◆ **ROWS**:
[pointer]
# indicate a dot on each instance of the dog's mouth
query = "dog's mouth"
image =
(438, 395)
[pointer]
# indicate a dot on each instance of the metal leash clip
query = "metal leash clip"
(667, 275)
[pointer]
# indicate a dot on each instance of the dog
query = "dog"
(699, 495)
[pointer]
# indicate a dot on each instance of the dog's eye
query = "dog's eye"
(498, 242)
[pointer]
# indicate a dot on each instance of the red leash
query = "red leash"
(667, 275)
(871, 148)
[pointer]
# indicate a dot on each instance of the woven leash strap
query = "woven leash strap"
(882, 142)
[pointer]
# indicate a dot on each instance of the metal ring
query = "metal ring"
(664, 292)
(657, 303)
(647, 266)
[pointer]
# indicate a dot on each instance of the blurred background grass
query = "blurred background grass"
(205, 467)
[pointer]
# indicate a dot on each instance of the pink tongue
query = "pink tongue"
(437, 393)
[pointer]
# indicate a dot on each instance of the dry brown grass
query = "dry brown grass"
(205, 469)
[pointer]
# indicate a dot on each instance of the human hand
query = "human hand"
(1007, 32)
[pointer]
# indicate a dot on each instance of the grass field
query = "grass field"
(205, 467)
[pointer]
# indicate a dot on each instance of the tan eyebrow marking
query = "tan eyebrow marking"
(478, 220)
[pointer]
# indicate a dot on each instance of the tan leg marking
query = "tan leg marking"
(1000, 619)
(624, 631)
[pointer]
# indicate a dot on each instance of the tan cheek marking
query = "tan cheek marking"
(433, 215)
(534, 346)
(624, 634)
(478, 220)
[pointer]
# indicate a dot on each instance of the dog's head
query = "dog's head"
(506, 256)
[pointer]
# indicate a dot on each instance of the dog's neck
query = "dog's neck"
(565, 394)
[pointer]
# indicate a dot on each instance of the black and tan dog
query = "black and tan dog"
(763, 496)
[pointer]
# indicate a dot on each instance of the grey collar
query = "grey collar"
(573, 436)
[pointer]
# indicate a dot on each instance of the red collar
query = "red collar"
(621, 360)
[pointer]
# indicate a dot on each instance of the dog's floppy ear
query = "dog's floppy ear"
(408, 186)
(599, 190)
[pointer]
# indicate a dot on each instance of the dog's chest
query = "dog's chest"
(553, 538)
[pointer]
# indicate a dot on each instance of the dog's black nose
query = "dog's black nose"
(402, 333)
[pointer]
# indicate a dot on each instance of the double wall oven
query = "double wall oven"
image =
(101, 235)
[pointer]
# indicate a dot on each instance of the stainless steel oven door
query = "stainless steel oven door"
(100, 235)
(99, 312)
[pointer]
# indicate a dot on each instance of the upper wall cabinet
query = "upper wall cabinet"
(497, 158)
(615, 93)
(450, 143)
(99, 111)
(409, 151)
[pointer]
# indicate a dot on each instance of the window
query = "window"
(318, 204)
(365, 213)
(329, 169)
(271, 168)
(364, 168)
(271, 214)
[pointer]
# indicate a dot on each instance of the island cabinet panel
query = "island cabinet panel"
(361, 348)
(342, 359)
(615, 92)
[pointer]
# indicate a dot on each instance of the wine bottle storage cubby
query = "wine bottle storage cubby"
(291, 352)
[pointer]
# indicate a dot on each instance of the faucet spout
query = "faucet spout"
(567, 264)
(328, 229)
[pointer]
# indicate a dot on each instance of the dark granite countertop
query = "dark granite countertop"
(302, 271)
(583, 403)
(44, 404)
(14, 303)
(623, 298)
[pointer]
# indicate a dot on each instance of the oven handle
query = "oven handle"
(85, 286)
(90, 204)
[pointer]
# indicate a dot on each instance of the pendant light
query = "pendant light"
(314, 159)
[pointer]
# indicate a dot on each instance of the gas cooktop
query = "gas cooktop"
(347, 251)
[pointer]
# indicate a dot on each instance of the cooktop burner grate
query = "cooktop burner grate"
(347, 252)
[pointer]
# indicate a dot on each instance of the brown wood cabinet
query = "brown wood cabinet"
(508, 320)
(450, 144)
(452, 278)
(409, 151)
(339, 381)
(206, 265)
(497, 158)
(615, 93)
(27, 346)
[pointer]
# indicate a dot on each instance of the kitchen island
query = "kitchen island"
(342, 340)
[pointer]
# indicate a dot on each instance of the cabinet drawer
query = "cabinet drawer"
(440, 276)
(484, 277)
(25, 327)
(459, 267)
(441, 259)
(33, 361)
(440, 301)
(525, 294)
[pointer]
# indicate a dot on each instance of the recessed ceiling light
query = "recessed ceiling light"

◆ **GIVEN PROBLEM**: The whole listing above needs to be written out again exactly.

◆ **PROBLEM SOLUTION**:
[pointer]
# indicate a dot on each instance of the dog's mouth
query = "dog's mouth"
image =
(438, 395)
[pointer]
# indicate a dot on each instance of the metal leash clip
query = "metal leash clip"
(667, 275)
[pointer]
# indicate a dot on each instance of the dog
query = "dog"
(699, 495)
[pointer]
# indicate a dot on each instance of the dog's eye
query = "dog's eye"
(498, 242)
[pointer]
# indicate a dot on each instance of the red leash
query = "red leash"
(667, 275)
(871, 148)
[pointer]
# indicate a dot on each instance of the woven leash strap
query = "woven leash strap"
(882, 142)
[pointer]
# indicate a dot on each instance of the metal ring
query = "metal ring"
(664, 292)
(657, 303)
(647, 266)
[pointer]
# indicate a dot on each instance of the blurred background grass
query = "blurred background grass"
(205, 467)
[pointer]
# indicate a dot on each instance of the pink tongue
query = "pink tongue"
(437, 393)
[pointer]
# indicate a dot on each instance of the dry brown grass
query = "dry brown grass"
(205, 469)
[pointer]
# indicate a dot on each instance of the human hand
query = "human hand"
(1007, 32)
[pointer]
# indicate a dot on each instance of the grass field
query = "grass field"
(205, 467)
[pointer]
# indicate a dot on each instance of the tan eyebrow marking
query = "tan eyebrow marking"
(478, 220)
[pointer]
# indicate a dot on each instance of the tan leg marking
query = "tan leg marking"
(1000, 619)
(624, 631)
[pointer]
# indicate a dot on each instance of the tan cheek marking
query = "tan cheek marking"
(433, 215)
(534, 346)
(624, 634)
(478, 220)
[pointer]
# indicate a dot on each instance of the dog's head
query = "dog's head"
(506, 256)
[pointer]
# indicate a dot on each instance of the dog's neck
query = "dog's neck"
(565, 394)
[pointer]
# indicate a dot on each instance of the black and tan dog
query = "black and tan dog"
(763, 496)
[pointer]
# indicate a dot on each instance of the grey collar
query = "grey collar"
(573, 436)
[pointer]
# indicate a dot on each instance of the red collar
query = "red collar"
(621, 360)
[pointer]
# indicate a dot on each instance of the dog's floppy ear
query = "dog's floppy ear"
(408, 186)
(599, 190)
[pointer]
# indicate a dot on each instance of the dog's chest
query = "dog's chest"
(553, 538)
[pointer]
# indicate a dot on each instance of the dog's black nose
query = "dog's black nose"
(402, 333)
[pointer]
# indicate a dot on each instance of the double wall oven
query = "double wall oven"
image =
(101, 235)
[pointer]
# indicate a dot on each instance of the stainless steel oven door
query = "stainless steel oven door"
(100, 235)
(99, 312)
[pointer]
# indicate a dot on each instance of the upper wall cabinet
query = "upper wall cabinet"
(497, 158)
(615, 93)
(450, 143)
(99, 111)
(409, 151)
[pointer]
# indicate a dot on each instance of the window
query = "window"
(318, 204)
(365, 213)
(329, 169)
(271, 168)
(364, 168)
(271, 214)
[pointer]
# indicate a dot on each instance of the island cabinet panel
query = "island cabinet panel"
(361, 348)
(342, 359)
(615, 92)
[pointer]
# indicate a dot on each instance of the wine bottle storage cubby
query = "wine bottle storage cubby"
(291, 352)
[pointer]
# indicate a dot on each instance of the faucet spout
query = "faucet spout"
(567, 264)
(328, 229)
[pointer]
# indicate a dot on each instance of the dark granite countertop
query = "dark granite countertop"
(302, 271)
(583, 403)
(44, 404)
(14, 303)
(623, 298)
[pointer]
# indicate a dot on each instance of the oven handle
query = "oven handle"
(85, 286)
(90, 204)
[pointer]
# indicate a dot on each instance of the pendant light
query = "pendant light"
(314, 159)
[pointer]
# indicate a dot on each instance of the gas cooktop
query = "gas cooktop"
(347, 251)
[pointer]
# indicate a dot on each instance of the cooktop burner grate
query = "cooktop burner grate"
(347, 252)
[pointer]
# indicate a dot on each instance of the brown wood cabinet
query = "brown wood cabinet"
(508, 320)
(450, 144)
(452, 278)
(409, 151)
(339, 381)
(206, 265)
(497, 158)
(615, 93)
(27, 346)
[pointer]
# indicate a dot on each instance of the kitchen island
query = "kitchen island"
(342, 340)
[pointer]
# indicate a dot on each instance of the cabinet drawer
query = "cabinet drawer"
(440, 276)
(484, 277)
(25, 327)
(459, 267)
(441, 259)
(33, 361)
(440, 301)
(525, 294)
[pointer]
# indicate a dot on each instance of the recessed ceiling light
query = "recessed ceiling light"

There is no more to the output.